## [TEXT SEGMENT]
_ _ _ _ _ _ _

Thursday, January 13

Year in books: 10 books we loved reading by USA TODAY

USA Today published their top 10 books from 2010 they'd recommend.
Click HERE for the link to the USA Today article.

Freedom by Jonathan Franzen
The most buzzed-about book of the year — a sprawling, addictive yarn about the way we live now — lived up to the hype.
Matterhorn: A Novel of the Vietnam War by Karl Marlantes
This startlingly vivid account of U.S. Marines fighting in Vietnam makes a reader feel as if he's experiencing boots on the ground.
So Much for That by Lionel Shriver
This delicious black comedy about cancer and health-insurance woes (tough sell!) nabbed a well-deserved National Book Award fiction nomination.
Fall of Giants by Ken Follett
A sweeping and fascinating epic that follows five families at the outbreak of World War I, the first installment of a planned trilogy.
The Imperfectionists by Tom Rachman
A delightfully smart debut novel, filled with humor and heartbreak, about the likable misfits who work at a struggling newspaper.

Anne Frank: The Anne Frank House Authorized Graphic Biography by Sid Jacobson and Ernie Colon
Anne Frank's struggle to endure under the Nazis is brought to harrowing, powerful life through the graphic-novel format.

_ _ _ _ _ _ _

[Recorded data]
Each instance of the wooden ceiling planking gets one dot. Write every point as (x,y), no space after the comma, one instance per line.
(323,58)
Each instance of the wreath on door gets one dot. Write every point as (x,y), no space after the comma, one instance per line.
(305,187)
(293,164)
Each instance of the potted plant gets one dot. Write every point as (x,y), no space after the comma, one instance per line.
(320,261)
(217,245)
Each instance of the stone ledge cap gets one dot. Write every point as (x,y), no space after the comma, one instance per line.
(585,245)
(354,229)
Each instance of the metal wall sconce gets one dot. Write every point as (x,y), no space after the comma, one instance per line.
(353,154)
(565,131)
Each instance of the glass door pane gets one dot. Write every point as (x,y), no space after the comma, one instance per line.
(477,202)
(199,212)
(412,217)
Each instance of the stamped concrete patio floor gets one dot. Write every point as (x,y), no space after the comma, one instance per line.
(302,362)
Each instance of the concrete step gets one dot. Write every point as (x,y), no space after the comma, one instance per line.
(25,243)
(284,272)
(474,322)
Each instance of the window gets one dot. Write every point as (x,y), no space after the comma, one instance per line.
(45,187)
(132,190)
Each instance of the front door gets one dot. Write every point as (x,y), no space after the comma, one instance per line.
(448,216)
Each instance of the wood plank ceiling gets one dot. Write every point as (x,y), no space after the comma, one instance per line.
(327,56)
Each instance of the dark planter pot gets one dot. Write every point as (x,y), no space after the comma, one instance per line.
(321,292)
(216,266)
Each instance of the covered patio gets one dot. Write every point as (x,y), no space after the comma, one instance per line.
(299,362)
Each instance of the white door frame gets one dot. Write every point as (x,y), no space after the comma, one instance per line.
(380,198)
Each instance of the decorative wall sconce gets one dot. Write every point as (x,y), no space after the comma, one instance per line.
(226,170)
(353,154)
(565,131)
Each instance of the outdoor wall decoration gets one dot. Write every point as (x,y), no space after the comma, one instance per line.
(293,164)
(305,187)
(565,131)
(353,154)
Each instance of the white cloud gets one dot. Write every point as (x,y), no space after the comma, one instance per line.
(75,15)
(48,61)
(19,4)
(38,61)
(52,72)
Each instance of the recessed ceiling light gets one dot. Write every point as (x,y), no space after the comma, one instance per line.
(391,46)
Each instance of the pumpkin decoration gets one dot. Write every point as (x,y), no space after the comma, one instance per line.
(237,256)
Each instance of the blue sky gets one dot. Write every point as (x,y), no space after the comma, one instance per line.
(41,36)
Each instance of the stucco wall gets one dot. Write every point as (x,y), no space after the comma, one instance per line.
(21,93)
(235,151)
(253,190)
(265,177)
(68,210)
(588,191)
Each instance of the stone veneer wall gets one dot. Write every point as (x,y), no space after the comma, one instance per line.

_ _ _ _ _ _ _

## [PARTS OF THE EXERCISE]
1. Give the titles of all the books described in the book list, without their authors.
2. Put this sentence from the book list into Spanish: "The most buzzed-about book of the year — a sprawling, addictive yarn about the way we live now — lived up to the hype."
3. Carry on the book list from its last line.

## [OUTPUTS IN ORDER]
1.
Freedom
Matterhorn: A Novel of the Vietnam War
So Much for That
Fall of Giants
The Imperfectionists
Anne Frank: The Anne Frank House Authorized Graphic Biography

2. El libro más comentado del año —una historia extensa y adictiva sobre cómo vivimos hoy— estuvo a la altura de las expectativas.

3.
The Warmth of Other Suns by Isabel Wilkerson
An epic job of reporting tells the history, in novelistic detail, of the great migration of blacks from the South and how it changed the entire nation.
Let's Take the Long Way Home by Gail Caldwell
A moving yet unsentimental memoir of Caldwell's friendship with writer Caroline Knapp, who was dying of cancer.
The Immortal Life of Henrietta Lacks by Rebecca Skloot
Oprah Winfrey (who has bought the rights) is among the fans of this moving true story about a black woman whose cells were used extensively in research after her death — without her family's knowledge.
Just Kids by Patti Smith
In this lovely memoir (winner of the National Book Award for non-fiction), rocker Patti Smith celebrates the time when she and photographer Robert Mapplethorpe were young, art-obsessed bohemians.